▸ **What you are asked to do**
Reproduce each of the lines below with no changes at all.

--- Source material ---

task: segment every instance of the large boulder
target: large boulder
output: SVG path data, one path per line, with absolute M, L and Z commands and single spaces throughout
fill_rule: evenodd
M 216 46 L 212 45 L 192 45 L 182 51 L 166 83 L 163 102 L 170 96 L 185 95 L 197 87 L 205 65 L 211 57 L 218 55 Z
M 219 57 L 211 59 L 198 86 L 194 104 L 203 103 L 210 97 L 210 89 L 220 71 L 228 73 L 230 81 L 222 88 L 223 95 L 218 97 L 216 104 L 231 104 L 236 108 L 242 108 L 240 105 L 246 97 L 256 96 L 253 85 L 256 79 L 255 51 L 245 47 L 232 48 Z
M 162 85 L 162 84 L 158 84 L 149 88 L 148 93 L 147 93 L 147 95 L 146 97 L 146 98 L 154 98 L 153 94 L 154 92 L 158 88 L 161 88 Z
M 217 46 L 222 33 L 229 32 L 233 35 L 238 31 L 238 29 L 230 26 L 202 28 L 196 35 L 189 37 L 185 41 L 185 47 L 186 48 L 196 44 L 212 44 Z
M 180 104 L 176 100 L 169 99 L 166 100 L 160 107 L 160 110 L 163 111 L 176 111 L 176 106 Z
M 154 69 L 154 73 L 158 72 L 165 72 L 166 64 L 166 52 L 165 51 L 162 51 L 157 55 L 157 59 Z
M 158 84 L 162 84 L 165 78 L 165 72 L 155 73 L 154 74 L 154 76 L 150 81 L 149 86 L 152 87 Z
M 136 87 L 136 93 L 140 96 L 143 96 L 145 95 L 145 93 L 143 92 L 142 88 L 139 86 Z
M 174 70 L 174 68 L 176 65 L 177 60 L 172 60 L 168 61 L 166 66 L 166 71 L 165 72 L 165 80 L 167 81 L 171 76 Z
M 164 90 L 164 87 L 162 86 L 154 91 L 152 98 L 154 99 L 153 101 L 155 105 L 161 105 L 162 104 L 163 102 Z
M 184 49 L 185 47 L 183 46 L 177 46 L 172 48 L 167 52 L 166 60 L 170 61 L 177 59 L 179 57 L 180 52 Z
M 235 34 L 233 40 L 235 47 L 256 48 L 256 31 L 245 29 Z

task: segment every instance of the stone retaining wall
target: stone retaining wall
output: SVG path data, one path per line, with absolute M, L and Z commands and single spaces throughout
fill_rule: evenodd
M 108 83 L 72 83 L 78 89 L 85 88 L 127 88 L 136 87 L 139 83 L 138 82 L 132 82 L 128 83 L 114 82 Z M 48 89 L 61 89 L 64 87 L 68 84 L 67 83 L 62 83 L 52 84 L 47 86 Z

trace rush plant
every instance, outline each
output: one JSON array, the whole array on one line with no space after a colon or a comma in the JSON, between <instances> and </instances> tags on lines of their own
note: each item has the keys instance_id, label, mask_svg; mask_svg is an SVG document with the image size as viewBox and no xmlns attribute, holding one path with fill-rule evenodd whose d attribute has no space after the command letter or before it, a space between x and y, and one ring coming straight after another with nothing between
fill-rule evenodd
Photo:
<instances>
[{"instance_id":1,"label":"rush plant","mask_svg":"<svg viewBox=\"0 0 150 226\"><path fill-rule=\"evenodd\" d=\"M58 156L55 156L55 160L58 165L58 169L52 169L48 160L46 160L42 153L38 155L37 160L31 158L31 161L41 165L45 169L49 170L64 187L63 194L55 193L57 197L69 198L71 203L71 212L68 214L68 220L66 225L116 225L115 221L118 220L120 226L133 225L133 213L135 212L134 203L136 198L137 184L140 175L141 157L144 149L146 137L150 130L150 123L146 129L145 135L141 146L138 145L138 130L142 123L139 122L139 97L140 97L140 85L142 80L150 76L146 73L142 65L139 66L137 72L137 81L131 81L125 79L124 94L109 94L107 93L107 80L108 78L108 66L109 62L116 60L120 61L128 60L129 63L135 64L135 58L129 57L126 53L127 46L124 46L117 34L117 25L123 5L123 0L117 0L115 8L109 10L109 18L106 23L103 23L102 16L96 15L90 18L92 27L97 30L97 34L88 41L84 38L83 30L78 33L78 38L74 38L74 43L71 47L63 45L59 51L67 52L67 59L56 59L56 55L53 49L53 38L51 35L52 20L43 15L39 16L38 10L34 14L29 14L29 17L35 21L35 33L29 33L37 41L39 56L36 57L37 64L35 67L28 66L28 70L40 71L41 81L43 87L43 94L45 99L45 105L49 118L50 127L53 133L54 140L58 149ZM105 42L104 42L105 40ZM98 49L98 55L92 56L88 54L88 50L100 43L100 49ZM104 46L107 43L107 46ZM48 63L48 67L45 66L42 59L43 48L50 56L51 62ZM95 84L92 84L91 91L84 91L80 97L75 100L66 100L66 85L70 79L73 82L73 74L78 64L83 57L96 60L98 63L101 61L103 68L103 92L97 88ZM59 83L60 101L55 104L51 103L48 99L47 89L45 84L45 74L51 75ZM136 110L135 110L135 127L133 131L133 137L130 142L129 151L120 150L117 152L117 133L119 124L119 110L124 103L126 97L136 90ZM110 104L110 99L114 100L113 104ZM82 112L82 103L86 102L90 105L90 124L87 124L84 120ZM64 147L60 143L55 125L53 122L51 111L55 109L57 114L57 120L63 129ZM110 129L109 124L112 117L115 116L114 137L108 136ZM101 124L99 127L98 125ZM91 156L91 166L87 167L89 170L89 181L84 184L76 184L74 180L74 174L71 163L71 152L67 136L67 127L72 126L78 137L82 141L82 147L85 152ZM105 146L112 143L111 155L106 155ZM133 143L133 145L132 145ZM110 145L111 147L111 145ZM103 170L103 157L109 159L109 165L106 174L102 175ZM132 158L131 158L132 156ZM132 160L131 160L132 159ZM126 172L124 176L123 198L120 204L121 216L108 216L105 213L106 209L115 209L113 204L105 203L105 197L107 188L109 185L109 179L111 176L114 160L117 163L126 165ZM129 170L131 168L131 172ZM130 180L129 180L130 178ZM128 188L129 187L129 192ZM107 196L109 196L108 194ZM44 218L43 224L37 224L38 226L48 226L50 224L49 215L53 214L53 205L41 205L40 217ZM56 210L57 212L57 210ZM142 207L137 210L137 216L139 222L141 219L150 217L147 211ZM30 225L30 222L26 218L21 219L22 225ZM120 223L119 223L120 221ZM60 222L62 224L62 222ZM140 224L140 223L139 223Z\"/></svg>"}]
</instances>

---

▸ **Reply**
task: segment every instance of the large boulder
target: large boulder
output: SVG path data, one path per line, with absolute M, L and Z commands and single spaces throughout
fill_rule: evenodd
M 216 46 L 212 45 L 192 45 L 182 51 L 166 83 L 163 102 L 170 96 L 185 95 L 197 87 L 205 65 L 211 57 L 218 55 Z
M 219 57 L 211 59 L 198 86 L 194 104 L 203 103 L 210 97 L 210 89 L 220 71 L 228 73 L 230 81 L 222 88 L 223 95 L 218 97 L 216 104 L 231 104 L 236 108 L 242 108 L 240 105 L 246 97 L 256 96 L 253 85 L 256 79 L 255 51 L 245 47 L 232 48 Z
M 162 85 L 162 84 L 158 84 L 149 88 L 148 93 L 147 93 L 147 95 L 146 97 L 146 98 L 154 98 L 153 94 L 154 92 L 158 88 L 161 88 Z
M 217 46 L 222 33 L 229 32 L 233 35 L 238 31 L 238 29 L 230 26 L 202 28 L 196 35 L 189 37 L 185 41 L 185 47 L 186 48 L 196 44 L 212 44 Z
M 180 104 L 176 100 L 169 99 L 166 100 L 160 107 L 160 110 L 163 111 L 176 111 L 176 106 Z
M 154 69 L 154 73 L 158 72 L 165 72 L 166 64 L 166 52 L 165 51 L 162 51 L 157 55 L 157 59 Z
M 158 84 L 162 84 L 165 78 L 165 72 L 155 73 L 154 74 L 154 76 L 150 81 L 149 86 L 152 87 Z
M 136 87 L 136 93 L 140 96 L 143 96 L 145 95 L 145 93 L 143 92 L 142 88 L 139 86 Z
M 174 70 L 174 68 L 176 65 L 177 60 L 172 60 L 168 61 L 166 66 L 166 71 L 165 72 L 165 80 L 167 81 L 171 76 Z
M 164 90 L 164 87 L 162 86 L 154 91 L 152 98 L 154 99 L 153 101 L 155 105 L 161 105 L 162 104 L 163 102 Z
M 184 49 L 185 47 L 183 46 L 177 46 L 172 48 L 167 52 L 166 60 L 170 61 L 177 59 L 179 57 L 180 52 Z
M 235 34 L 233 40 L 235 47 L 256 48 L 256 31 L 245 29 Z

task: segment every instance of the stone retaining wall
target: stone retaining wall
output: SVG path data, one path per line, with absolute M, L and Z commands and single spaces throughout
fill_rule: evenodd
M 108 83 L 72 83 L 78 89 L 85 88 L 127 88 L 136 87 L 139 83 L 138 82 L 132 82 L 128 83 L 114 82 Z M 48 89 L 61 89 L 64 87 L 68 84 L 67 83 L 62 83 L 52 84 L 47 86 Z

trace rush plant
every instance, outline each
output: one JSON array, the whole array on one line with no space after a colon or a comma in the JSON, between <instances> and </instances> tags on lines of their own
note: each item has the keys instance_id, label, mask_svg; mask_svg is an SVG document with the image size as viewBox and no xmlns attribute, holding one path with fill-rule evenodd whose d attribute has no space after the command letter or before it, a space between x and y, and one ring coming straight after another with nothing between
fill-rule evenodd
Photo:
<instances>
[{"instance_id":1,"label":"rush plant","mask_svg":"<svg viewBox=\"0 0 150 226\"><path fill-rule=\"evenodd\" d=\"M58 156L55 156L55 160L58 165L58 169L52 169L48 160L46 160L42 153L38 155L37 160L31 158L31 161L41 165L45 169L49 170L64 187L63 194L55 193L57 197L69 198L71 203L71 212L68 214L68 220L66 225L116 225L115 221L118 220L120 226L133 225L133 213L135 212L134 203L136 198L137 184L140 175L141 157L144 149L146 137L150 130L150 123L146 129L145 135L141 146L138 145L138 130L142 123L139 122L139 97L140 97L140 85L142 80L150 76L146 73L142 65L139 66L137 72L137 81L131 81L125 79L124 94L109 94L107 93L107 80L108 78L108 66L109 62L116 60L120 61L128 60L129 63L135 64L135 58L129 57L126 53L127 46L124 46L117 34L117 25L123 5L123 0L117 0L115 8L109 10L109 18L106 23L103 23L102 16L96 15L90 18L92 27L97 30L97 34L88 41L84 38L83 30L78 33L78 38L74 38L74 43L71 47L63 45L59 51L67 52L67 59L56 59L56 55L53 49L53 38L51 35L52 20L43 15L39 16L38 10L34 14L29 14L29 17L35 21L35 33L29 33L37 41L39 56L36 57L37 64L35 67L28 66L28 70L40 71L41 81L43 87L43 94L45 99L45 105L49 118L50 127L53 133L54 140L58 149ZM105 42L104 42L105 40ZM98 49L98 55L92 56L88 54L88 50L100 43L100 49ZM104 46L107 43L107 46ZM48 63L48 67L45 66L42 59L43 48L50 56L51 62ZM95 84L92 84L91 91L84 91L80 97L75 100L66 100L66 85L70 79L73 82L73 74L78 64L83 57L96 60L98 63L101 61L103 68L103 92L97 88ZM59 83L60 101L55 104L51 103L48 99L47 89L45 84L45 74L51 75ZM136 110L135 110L135 127L133 131L133 137L130 142L129 151L120 150L117 152L117 133L119 124L119 110L124 103L126 97L136 90ZM110 104L110 99L114 100L113 104ZM82 112L82 103L86 102L90 105L90 124L87 124L84 120ZM64 147L60 143L55 125L53 122L51 111L55 109L57 114L57 120L63 129ZM110 129L109 124L112 117L115 116L114 137L108 136ZM101 124L99 127L98 125ZM91 156L91 166L87 167L89 170L89 181L84 184L76 184L74 180L74 174L71 163L71 152L67 136L67 127L72 126L78 137L82 141L82 147L85 152ZM105 146L112 143L111 155L106 155ZM133 143L133 145L132 145ZM110 145L111 147L111 145ZM103 170L103 157L109 159L109 165L106 174L102 175ZM132 158L131 158L132 156ZM132 160L131 160L132 159ZM126 172L124 176L123 198L120 204L121 216L108 216L105 213L106 209L115 209L113 204L105 203L105 197L107 188L109 185L109 179L111 176L114 160L117 163L126 165ZM129 170L131 168L131 172ZM130 180L129 180L130 178ZM128 188L129 187L129 192ZM107 196L109 196L108 194ZM44 218L43 224L37 224L38 226L48 226L50 224L49 215L53 214L53 205L41 205L40 217ZM56 210L57 212L57 210ZM142 207L137 210L137 216L139 222L141 219L150 217L147 211ZM30 225L30 222L26 218L21 219L22 225ZM120 223L119 223L120 221ZM60 222L62 224L62 222ZM140 224L140 223L139 223Z\"/></svg>"}]
</instances>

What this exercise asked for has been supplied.